**Your instructions:**
Return all of the data that follows precisely, leaving every image out.

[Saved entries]
BEGIN

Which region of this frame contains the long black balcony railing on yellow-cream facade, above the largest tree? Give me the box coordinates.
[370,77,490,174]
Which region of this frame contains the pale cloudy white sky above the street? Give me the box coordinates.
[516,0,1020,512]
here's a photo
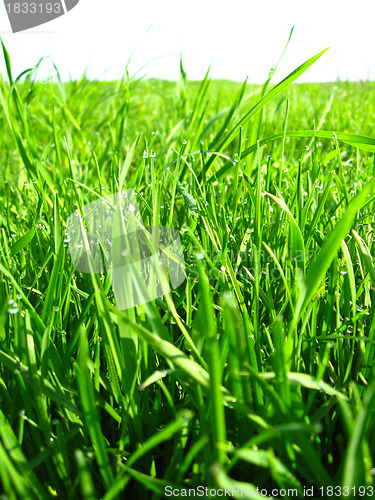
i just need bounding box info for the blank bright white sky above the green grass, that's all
[0,0,375,82]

END

**Solution to the problem:**
Which region of this frame contains the long black balcony railing on yellow-cream facade, above the largest tree? Give me the box coordinates.
[370,77,490,174]
Which region of this frame contains the pale cloudy white sky above the street? Give me the box coordinates.
[516,0,1020,512]
here's a photo
i just need bounding box info for the blank bright white sky above the green grass, that's all
[0,0,375,82]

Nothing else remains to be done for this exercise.